- **Supplied records**
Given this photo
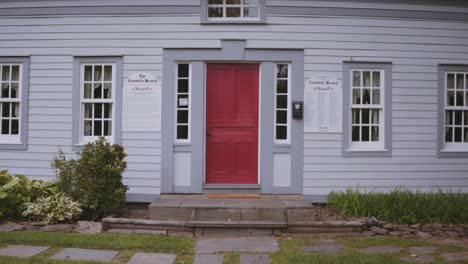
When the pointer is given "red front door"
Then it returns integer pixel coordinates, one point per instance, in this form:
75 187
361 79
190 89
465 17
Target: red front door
232 124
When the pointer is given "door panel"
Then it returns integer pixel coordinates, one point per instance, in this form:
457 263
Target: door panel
232 124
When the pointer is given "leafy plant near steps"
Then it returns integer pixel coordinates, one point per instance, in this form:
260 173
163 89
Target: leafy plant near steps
16 190
52 209
403 206
94 179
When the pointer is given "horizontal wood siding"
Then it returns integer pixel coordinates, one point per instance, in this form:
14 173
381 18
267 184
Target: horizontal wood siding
415 47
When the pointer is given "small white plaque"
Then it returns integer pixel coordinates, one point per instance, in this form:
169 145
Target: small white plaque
142 103
323 104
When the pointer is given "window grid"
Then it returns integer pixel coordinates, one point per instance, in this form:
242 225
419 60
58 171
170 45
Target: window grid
183 102
97 89
282 104
367 107
456 108
232 9
10 100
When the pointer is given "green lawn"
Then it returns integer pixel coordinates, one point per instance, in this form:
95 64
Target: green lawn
290 248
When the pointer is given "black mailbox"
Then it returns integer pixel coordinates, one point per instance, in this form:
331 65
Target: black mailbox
298 109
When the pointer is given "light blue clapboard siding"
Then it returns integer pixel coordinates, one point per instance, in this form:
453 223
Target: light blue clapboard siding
415 47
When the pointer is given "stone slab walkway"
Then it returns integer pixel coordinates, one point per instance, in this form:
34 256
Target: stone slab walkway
261 245
86 254
152 258
21 251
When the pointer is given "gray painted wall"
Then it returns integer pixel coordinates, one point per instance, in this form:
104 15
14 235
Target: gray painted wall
414 46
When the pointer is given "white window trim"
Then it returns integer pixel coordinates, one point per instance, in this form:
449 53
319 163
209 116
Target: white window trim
372 145
88 139
288 107
14 139
241 6
176 108
454 146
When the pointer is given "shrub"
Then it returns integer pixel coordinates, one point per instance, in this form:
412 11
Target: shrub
94 179
16 190
52 209
403 206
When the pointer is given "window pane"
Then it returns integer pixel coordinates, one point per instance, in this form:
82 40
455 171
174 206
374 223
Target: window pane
448 134
366 76
98 128
282 71
88 128
88 73
5 127
15 73
107 128
356 116
183 70
182 116
5 90
15 110
182 101
282 86
107 110
376 79
5 109
87 90
355 133
14 127
365 116
366 96
107 90
98 73
281 101
14 90
375 133
108 73
250 12
460 83
215 12
458 134
5 73
182 132
233 12
450 98
356 96
460 97
281 132
182 86
98 110
356 78
281 117
365 133
97 90
376 96
458 117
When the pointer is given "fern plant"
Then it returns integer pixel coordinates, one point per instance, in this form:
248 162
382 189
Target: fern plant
52 209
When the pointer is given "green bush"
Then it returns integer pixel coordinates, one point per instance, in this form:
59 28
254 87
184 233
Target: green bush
16 190
52 209
94 179
403 206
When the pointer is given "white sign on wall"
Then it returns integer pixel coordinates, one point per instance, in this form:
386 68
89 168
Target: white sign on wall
142 103
323 104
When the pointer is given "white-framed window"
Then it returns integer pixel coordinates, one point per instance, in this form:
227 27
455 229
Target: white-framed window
10 103
97 101
456 110
233 10
182 104
282 123
367 109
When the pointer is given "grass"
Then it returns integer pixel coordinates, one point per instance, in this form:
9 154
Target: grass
290 249
403 206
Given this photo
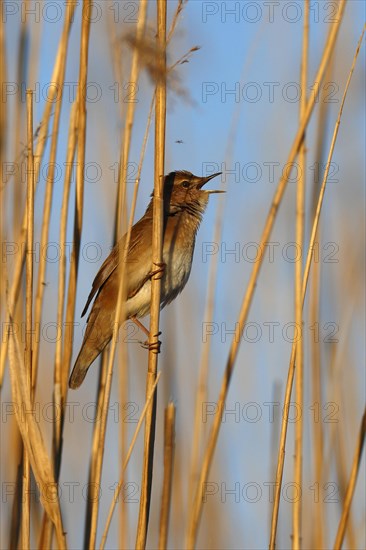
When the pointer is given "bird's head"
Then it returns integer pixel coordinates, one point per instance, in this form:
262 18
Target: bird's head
184 191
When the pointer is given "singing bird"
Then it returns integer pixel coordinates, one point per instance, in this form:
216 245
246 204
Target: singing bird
185 201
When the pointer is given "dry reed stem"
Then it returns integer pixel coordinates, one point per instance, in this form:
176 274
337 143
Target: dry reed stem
197 507
99 435
282 445
46 531
318 518
60 376
41 144
32 437
351 484
25 521
300 200
169 444
130 114
201 394
157 256
126 461
48 205
103 396
79 198
121 207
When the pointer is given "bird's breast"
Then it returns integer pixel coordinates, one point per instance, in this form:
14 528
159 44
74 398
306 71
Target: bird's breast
178 251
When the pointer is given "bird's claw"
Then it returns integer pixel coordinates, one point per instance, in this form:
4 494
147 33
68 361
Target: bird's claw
159 271
152 346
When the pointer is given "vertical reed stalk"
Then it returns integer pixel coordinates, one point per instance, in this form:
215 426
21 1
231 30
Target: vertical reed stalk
169 443
157 244
29 311
211 446
290 376
126 461
300 198
351 484
39 151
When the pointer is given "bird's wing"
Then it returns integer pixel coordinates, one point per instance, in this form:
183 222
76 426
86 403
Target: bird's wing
138 260
108 266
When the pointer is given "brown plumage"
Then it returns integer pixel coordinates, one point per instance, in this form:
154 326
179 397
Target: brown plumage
184 204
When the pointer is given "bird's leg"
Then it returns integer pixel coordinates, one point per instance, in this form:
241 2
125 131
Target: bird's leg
153 346
159 271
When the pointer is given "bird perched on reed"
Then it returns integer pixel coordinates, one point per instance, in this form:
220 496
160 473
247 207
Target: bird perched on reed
185 201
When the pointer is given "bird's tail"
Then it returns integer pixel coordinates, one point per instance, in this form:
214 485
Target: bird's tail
98 334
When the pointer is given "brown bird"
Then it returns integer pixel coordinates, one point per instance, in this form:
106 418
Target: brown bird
185 202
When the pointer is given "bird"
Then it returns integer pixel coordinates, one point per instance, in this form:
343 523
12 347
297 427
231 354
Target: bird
184 202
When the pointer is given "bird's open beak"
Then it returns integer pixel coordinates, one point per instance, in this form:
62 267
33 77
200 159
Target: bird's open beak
205 180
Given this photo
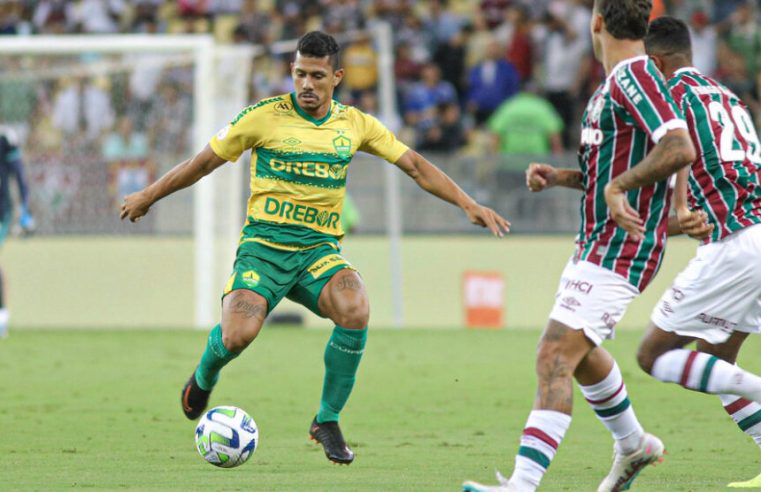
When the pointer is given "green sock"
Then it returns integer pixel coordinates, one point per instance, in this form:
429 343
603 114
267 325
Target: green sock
214 358
342 356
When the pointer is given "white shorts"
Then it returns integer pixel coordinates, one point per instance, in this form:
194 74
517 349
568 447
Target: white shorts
592 298
719 292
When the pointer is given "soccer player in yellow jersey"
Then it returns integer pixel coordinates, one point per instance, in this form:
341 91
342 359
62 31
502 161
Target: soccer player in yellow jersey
302 144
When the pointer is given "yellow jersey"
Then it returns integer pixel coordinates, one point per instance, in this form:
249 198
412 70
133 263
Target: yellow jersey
299 166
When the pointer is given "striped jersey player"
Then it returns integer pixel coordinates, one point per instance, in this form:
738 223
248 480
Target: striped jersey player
630 123
724 180
716 299
625 118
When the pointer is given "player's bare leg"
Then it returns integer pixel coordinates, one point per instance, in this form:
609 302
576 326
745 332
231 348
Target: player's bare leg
602 385
243 313
3 310
343 300
661 355
745 413
564 354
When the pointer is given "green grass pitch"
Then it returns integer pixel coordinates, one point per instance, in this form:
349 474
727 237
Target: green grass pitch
100 411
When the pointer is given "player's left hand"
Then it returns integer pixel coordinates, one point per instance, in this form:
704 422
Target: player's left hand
135 206
623 213
26 222
486 217
694 223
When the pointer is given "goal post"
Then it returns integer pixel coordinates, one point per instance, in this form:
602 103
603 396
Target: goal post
75 191
202 53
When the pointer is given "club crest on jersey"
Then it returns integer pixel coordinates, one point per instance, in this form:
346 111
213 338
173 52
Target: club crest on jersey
283 107
250 278
342 144
591 136
221 134
595 109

- **Assigned task**
Output every entry exactly as given; pictures are not part of the copy.

- **Task output**
Given this photo
When the pointer is given "red front door"
Then it returns integer pixel coordinates, one point per instance, in this form:
75 187
361 79
190 89
465 17
Target: red front door
232 124
When the pointer is given "door panel"
Then it returns integer pixel coordinates, one point per instance, in this form:
457 263
Target: door panel
232 124
When the pointer is given "leafy plant near steps"
Then it returns integer pixel coordinates, one point per instance, in this form:
260 173
163 89
Target: leafy plant near steps
16 190
52 209
403 206
94 179
When the pointer is given "horizontal wood siding"
Then it returns integer pixel coordinates, one point per instance, in this form:
14 173
381 18
267 184
Target: horizontal wood siding
415 47
When the pointer is given "small white plaque"
Then it returns integer pixel coordinates, one point per instance, in this form:
169 145
Target: small white plaque
142 103
323 104
When the pointer is given "window grid"
Then it returns integer pixel coordinates, one point per instance, in this form:
242 225
419 60
58 171
170 45
Target: window grid
183 102
97 89
282 104
367 107
456 108
232 9
10 100
When the pointer is given "green lawn"
Then it returns integer pixel coordinates, one point per instance, in this form:
95 64
Target: green lawn
290 248
When the pointer is given "black mailbox"
Then it returns integer pixel coordinates, one point per instance, in this form:
331 65
Target: black mailbox
298 109
When the pointer is given "light blue clapboard siding"
Then it returns integer pixel coordinates, one point per instance, in this form:
453 223
Target: light blue clapboard siding
415 47
When the pointer is given "stone slab walkway"
Then it returns integer pixel coordinates, one point per instance, in this form:
34 256
Target: stone slab walkway
261 245
86 254
152 258
21 251
When the pointer is given "gray painted wall"
Then it returns integer pixel coordinates, one point per instance, in this form:
104 15
14 235
Target: gray painted wall
414 46
When the pointer is given "white window trim"
Then it returns integer pixel coordinates, one point per instance, in this form:
449 53
319 163
209 116
Target: white window trim
372 145
88 139
288 107
14 139
241 6
176 108
454 146
When the pointer is given "shrub"
Then it returns integer pixel coordinates, one point per instance, in this form:
412 11
Target: shrub
94 179
16 190
52 209
403 206
When the pointer is given "window pane"
Then it returns integer pixel coordinates, one point per instance, in this form:
82 40
455 171
174 206
374 223
Target: window pane
448 134
366 76
98 128
282 71
88 128
88 73
5 127
15 73
107 128
356 116
183 70
182 116
5 90
15 110
182 101
282 86
107 110
376 79
5 109
87 90
355 133
14 127
365 116
366 96
107 90
98 73
281 101
14 90
375 133
108 73
250 12
460 83
215 12
458 134
5 73
182 132
233 12
450 98
356 96
460 97
281 132
182 86
98 110
356 78
281 117
365 133
97 90
376 96
458 117
When the pointer is given "fern plant"
Then it returns integer pixel coordinates, one point per instance, in this form:
248 162
382 189
Target: fern plant
52 209
When the pointer is given "green bush"
Then it returns integer pixel coordinates, one point per instance, in this form:
59 28
254 87
184 233
Target: green bush
16 190
52 209
94 179
403 206
When the pointer is given "white sign on wall"
Then it returns integer pixel coordinates, one point per instance, in this form:
386 68
89 168
Target: white sign on wall
142 103
323 104
When the pointer is given "white-framed window"
Then it returns integer pixel coordinates, one point per instance, in this form:
227 27
455 229
Target: white-framed window
10 103
97 101
456 110
233 10
182 104
282 123
367 109
When the pointer is given "grass"
Then it returns integer pixel coordinates, one point per instance, in this form:
9 154
Target: grass
290 249
403 206
Given this photo
When the pointer is given "bird's head"
Then it returns integer pixel coordinates, one point per instance, in this form:
262 18
Target: bird's head
184 191
When the pointer is given "singing bird"
Then it returns integer pixel coordinates, one point per instance, in this form:
216 245
246 204
Target: singing bird
185 201
When the pointer is given "dry reed stem"
Then it returns integer pixel coordinates, one point per instance, in this form:
176 274
337 143
Target: dry reed stem
197 507
99 435
282 445
46 531
318 518
60 376
41 144
32 437
351 484
25 521
300 200
169 444
130 114
201 394
157 256
126 461
48 205
103 396
79 198
121 207
When the pointer is given "bird's breast"
Then it returns integer pixel coordinates, one point per instance, in this form:
14 528
159 44
74 398
306 71
Target: bird's breast
178 251
When the pointer is given "bird's claw"
Then it returns integer pixel coordinates, one point per instance, in this form:
4 494
147 33
68 361
Target: bird's claw
159 271
152 346
When the pointer is given "vertical reed stalk"
Then it returns integer pixel coordinates, one point per instance, in this form:
215 426
21 1
231 30
Target: vertical reed stalk
169 443
157 244
29 311
211 446
290 376
126 461
300 198
351 484
39 151
When the pointer is given "bird's wing"
Then it returns integer pixel coordinates, one point per instance, in this form:
183 222
76 426
86 403
Target: bird's wing
138 260
108 266
When the pointer is given "brown plumage"
Then it returns integer pixel coordinates, one point per instance, in this form:
154 326
179 397
Target: brown plumage
184 204
When the pointer is given "bird's leg"
Then it returns integer pixel coordinates, one point per instance, in this form:
241 2
125 131
Target: bird's leg
153 346
159 271
When the pointer is given "bird perched on reed"
Then it returns integer pixel coordinates, one point per instance, in this form:
220 496
160 473
247 207
Target: bird perched on reed
185 201
When the pointer is given "bird's tail"
Then it returns integer pixel coordinates, one point per instance, in this form:
214 485
Target: bird's tail
98 334
When the pointer is given "brown bird"
Then it returns integer pixel coordinates, one point per instance, in this form:
106 418
Target: brown bird
185 202
When the pointer is given "bird"
Then it returns integer pixel coordinates, one point per instance, in this form:
343 523
12 347
297 427
231 354
Target: bird
184 202
When the pointer is given "bird's open beak"
Then it returns integer pixel coordinates, one point per instance, in this form:
62 267
33 77
200 159
Target: bird's open beak
205 180
Given this photo
When the pointer is given "green sock"
Then it returns integer pixel coordinates, one point per instance, in this form:
429 343
603 114
267 325
Target: green sock
214 358
342 356
When the pointer is given "white shorts"
Then it returns integer pixel coordinates, one point per instance, in this form:
194 74
517 349
568 447
Target: white shorts
592 298
719 292
When the pointer is given "soccer player in yellow jersey"
Then it returns integer pixel coordinates, one point per instance, in this form:
341 91
342 359
62 31
502 161
Target: soccer player in yellow jersey
302 144
When the pointer is given "yellow jersey"
Then it returns integer pixel coordinates, one point per instance, in this form:
249 198
412 70
133 263
Target: yellow jersey
299 166
When the pointer is given "striped jersey player"
Then it returns integer pixel coordinates, one point per instance, in this form:
738 223
248 480
Target: striped jersey player
630 123
724 180
716 299
625 118
When the pointer is given "player's bare leg"
Then it returns integer pixel coordinates, one point per instance, in this form:
609 302
576 326
745 332
231 348
Target: player's bare leg
602 385
243 313
3 310
343 300
661 355
745 413
564 354
When the pointer is given "green grass pitch"
Then it returns integer pixel coordinates, one point per instance, in this form:
349 474
727 237
Target: green grass pitch
100 411
When the pointer is given "player's left hand"
Then it returns integer pixel coordinates, one point per instance, in this form:
704 422
Target: player's left hand
135 206
623 213
26 222
486 217
694 223
When the pointer is given "goal post"
Then it returns integer pixel coordinates, one point per instance, in this form:
602 103
603 396
Target: goal post
75 191
202 53
When the pointer is given "club crest on jersey"
Then it returns integer pixel coordinates, one point per instance, in this form:
346 111
213 338
173 52
Target: club crest on jersey
283 107
250 278
342 144
591 136
221 134
595 109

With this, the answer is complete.